+++ Estratto +++

I 44 anni anni dalla Legge 180 hanno stimolato libri e dibatti anche quest’anno.

Nella maggior parte dei casi, gli interventi hanno evidenziato un positivo afflato a riformare il sistema nell’interesse del paziente e dei suoi diritti, mettendo in primo piano il diritto alla salute e la dignità del Paziente.

Aspetti questi ultimi, fermo il rispetto dei diritti dei lavoratori e delle lavoratrici, che dovrebbero e devono essere la stella polare del dibattito sulla L. 180.

Un bilancio di questi decenni di applicazione della L. 180 è fondamentale e certamente il depotenziamento dei servizi territoriali, i fondi limitati all’interno di un fondo sanitario insufficiente ed inferiore alla media europea costituisco un primo grande problema.

Ma se un maggior afflusso di risorse è necessario, comunque è condizione necessaria, ma non sufficiente per migliorare il sistema dell’assistenza psichiatrica e la Salute Mentale in Italia.

La mancanza di risorse non può infatti giustificare scelte (solo) apparentemente secondarie che vanno contro le finalità previste nella Legge 180, nella Legge istitutiva del Servizio Sanitario Nazionale e soprattutto nella Costituzione italiana.

La chiusura ed anzi l’apertura dei manicomi è stato il risultato di un grande movimento politico, ma anche scientifico, perché molto semplicemente il Manicomio non cura.

La L. 180 è stata il risultato del lavoro e della lotta di tanti/e operatori nei nascenti servizi territoriali e nelle esperienze di comunità introdotte in Italia da operatori del pubblico e del privato, profit e non profit e dei cittadini sensibili a contrastare la barbarie manicomiale.

Occorre però ricordare che nel 1998, a vent’anni di distanza dalla Legge 180, il governo nel quale Ministra della Sanità era Rosy Bindi, varò una legge finanziaria nella quale era previsto un decremento delle risorse assegnate alle Regioni che non avessero provveduto a chiudere (o meglio, ad aprire) gli ultimi manicomi sul loro territorio.

+++ Dati forniti +++

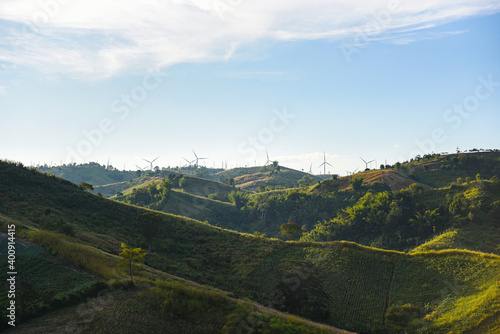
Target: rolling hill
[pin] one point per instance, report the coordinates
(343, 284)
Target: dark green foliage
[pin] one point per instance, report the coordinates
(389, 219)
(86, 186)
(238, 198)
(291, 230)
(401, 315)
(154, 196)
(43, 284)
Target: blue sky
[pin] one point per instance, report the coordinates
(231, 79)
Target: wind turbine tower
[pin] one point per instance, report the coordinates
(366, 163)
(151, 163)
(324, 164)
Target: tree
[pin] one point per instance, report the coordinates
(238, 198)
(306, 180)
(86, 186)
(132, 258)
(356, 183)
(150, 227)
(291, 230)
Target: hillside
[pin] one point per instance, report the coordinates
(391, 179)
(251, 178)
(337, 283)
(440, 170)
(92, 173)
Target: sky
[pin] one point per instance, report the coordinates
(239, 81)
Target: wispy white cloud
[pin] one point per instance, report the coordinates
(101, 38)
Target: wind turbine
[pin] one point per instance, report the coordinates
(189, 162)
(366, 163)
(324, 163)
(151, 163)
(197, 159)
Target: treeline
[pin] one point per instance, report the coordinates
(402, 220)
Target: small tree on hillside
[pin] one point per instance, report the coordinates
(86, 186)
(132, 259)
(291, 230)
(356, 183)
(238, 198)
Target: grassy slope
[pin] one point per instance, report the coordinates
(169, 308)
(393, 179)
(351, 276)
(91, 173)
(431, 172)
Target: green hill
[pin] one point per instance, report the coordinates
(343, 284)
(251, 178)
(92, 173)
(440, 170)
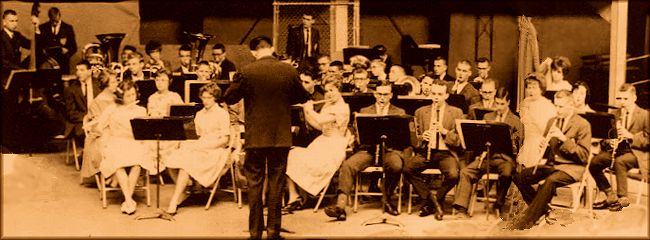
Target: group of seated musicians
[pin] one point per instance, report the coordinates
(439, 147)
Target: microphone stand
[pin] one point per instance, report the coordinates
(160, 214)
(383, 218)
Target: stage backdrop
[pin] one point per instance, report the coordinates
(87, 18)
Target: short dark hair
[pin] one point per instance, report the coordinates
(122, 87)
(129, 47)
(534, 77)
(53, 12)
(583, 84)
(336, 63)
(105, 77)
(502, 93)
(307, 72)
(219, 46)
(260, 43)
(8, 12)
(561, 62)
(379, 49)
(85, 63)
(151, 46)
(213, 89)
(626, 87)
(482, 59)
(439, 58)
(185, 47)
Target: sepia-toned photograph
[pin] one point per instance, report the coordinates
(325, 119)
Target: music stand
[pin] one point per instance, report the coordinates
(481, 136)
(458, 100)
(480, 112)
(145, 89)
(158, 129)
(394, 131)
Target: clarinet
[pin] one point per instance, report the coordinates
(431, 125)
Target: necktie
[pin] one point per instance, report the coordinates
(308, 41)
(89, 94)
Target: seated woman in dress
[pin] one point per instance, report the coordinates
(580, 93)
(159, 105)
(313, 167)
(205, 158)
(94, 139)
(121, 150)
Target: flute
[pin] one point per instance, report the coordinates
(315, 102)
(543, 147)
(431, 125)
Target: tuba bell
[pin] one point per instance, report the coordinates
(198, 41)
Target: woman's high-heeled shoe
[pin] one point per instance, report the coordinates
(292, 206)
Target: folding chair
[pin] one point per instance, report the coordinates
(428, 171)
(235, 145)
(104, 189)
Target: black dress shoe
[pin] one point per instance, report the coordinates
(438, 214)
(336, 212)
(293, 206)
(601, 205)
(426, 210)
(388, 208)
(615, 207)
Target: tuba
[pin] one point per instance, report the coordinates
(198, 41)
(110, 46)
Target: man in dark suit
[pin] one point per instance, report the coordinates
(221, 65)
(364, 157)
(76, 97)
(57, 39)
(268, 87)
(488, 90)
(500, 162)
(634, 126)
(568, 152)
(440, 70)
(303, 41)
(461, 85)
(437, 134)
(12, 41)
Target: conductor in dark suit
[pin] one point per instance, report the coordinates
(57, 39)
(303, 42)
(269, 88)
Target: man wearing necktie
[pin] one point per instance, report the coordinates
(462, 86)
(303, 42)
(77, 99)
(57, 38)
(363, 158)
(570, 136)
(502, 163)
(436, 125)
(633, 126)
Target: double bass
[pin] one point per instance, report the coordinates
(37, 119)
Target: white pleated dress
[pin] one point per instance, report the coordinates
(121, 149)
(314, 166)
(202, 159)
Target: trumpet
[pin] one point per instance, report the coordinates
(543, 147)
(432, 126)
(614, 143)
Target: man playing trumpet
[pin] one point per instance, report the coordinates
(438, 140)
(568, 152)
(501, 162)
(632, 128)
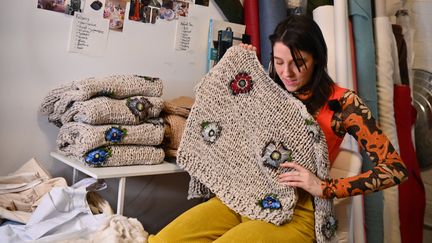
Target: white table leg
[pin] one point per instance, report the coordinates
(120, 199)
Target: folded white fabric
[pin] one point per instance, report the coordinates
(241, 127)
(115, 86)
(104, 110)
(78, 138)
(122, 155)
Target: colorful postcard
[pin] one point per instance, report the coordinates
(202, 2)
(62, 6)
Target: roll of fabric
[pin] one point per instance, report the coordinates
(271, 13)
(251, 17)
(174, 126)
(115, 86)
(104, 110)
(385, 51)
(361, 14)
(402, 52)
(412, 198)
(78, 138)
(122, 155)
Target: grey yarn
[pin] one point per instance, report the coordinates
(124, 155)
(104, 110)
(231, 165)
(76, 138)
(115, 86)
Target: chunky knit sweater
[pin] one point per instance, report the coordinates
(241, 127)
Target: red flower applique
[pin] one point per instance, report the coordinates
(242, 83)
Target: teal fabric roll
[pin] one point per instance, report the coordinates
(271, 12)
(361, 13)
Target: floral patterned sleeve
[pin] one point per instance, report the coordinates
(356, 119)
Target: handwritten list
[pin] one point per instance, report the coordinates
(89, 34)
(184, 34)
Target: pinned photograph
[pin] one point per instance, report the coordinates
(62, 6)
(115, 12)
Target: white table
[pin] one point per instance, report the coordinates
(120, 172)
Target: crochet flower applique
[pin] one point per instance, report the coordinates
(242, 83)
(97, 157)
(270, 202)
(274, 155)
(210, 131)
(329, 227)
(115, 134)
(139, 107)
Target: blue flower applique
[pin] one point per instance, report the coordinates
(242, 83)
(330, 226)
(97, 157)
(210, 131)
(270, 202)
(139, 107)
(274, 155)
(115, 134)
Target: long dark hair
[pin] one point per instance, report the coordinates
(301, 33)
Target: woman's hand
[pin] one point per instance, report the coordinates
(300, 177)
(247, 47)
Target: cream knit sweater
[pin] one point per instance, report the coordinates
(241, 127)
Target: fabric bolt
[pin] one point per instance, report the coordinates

+++

Compiti ▸
(a) Rispondi a queste domande sul testo sulla Legge 180:
(i) Chi era Ministra della Sanità nel governo che varò la legge finanziaria citata?
(ii) In quale anno fu varata quella legge finanziaria?
(iii) Rispetto a quale media il fondo sanitario è definito inferiore?
(b) Nel testo sulla Legge 180, quali testi normativi vengono indicati come quelli alle cui finalità si oppongono le scelte giustificate con la mancanza di risorse? Elencali tutti.
(c) Riprendi il testo sulla Legge 180 subito dopo l'ultima frase riportata e portalo avanti.

Risposte ai compiti ▸
(a)
(i) Rosy Bindi.
(ii) Nel 1998.
(iii) Rispetto alla media europea.

(b) Legge 180; Legge istitutiva del Servizio Sanitario Nazionale; Costituzione italiana.

(c)
Fu solo ed esclusivamente questa “sanzione” ad attivare le Regioni inadempienti (la grande maggioranza), che in pochi mesi fecero ciò che non erano riuscite (meglio: non avevano voluto) fare in vent’anni: chiusero i residui manicomiali.

Strutture associate a Fenascop ricordano di pazienti “consegnati” in struttura a volte senza nemmeno il foglio terapie per la fretta. Strutture residenziali nacquero ex novo proprio per accogliere i pazienti in uscita dagli ultimi manicomi.

Chi ha lavorato in quegli anni nelle strutture associate a FENASCOP, ricorda pazienti che dopo decenni di manicomio, scoprirono di potersi lavare da soli, mangiare con le posate, imparare (o imparare di nuovo, avendo durante la restrizione in manicomio perso le relative competenze) a leggere e a scrivere, prendere licenze di scuola elementare e media, intraprendere percorsi di autonomia. Il tutto nonostante e compatibilmente con l’età e soprattutto il degrado provocato da decenni di manicomio, due decenni dei quali dopo la L. 180 che pure aveva chiuso (ma chiuso davvero, nel loro caso, invece di aprirlo) il manicomio in cui… erano rimasti rinchiusi.

Ed ancora oggi, le stesse Strutture Riabilitative Psichiatriche (ora SRP) sono impegnate nella (ri)costruzione di identità frammentate dalla malattia o da un profondo ed invalidante disagio, fondando il lavoro quotidiano su una “tecnologia umana” altamente professionalizzata che ripropone setting e relazioni dimenticati o addirittura cancellati dalla attuale società liquida, competitiva, consumistica e disgraziatamente individualizzata.

Questo per dire che, per proseguire un dibattito sulla Legge 180 e sullo stato attuale della Salute Mentale oggi, parafrasando il grande Fabrizio De Andrè, dobbiamo tutti/e dire “anche se ci crediamo assolti, siamo lo stesso tutti coinvolti”.

E dobbiamo prima di tutto rimuovere le incrostazioni burocratiche che ancora affliggono i percorsi di cura, specie nelle strutture residenziali. Che impediscono percorsi di cura individualizzati e differenziati sui bisogni del paziente, perchè tarati sulle inefficienze del sistema (mascherate da esigenza di contenimento della spesa per bilanciare risorse disponibili e bisogni di salute).

In questi anni, FENASCOP si è trovata a dover lottare davanti al Giudice Amministrativo rispetto a scelte di diverse Regioni, spesso suggerite da istanze nazionali e commissioni ministeriali che certamente andavano contro quei principi che ispirano la L. 180 e la Legge 833 istitutiva del S.S.N. e che costituivano proprio queste “incrostazioni”.

Una battaglia, importantissima, vinta nelle aule giudiziarie, ma, nonostante questo, incredibilmente ancora in corso.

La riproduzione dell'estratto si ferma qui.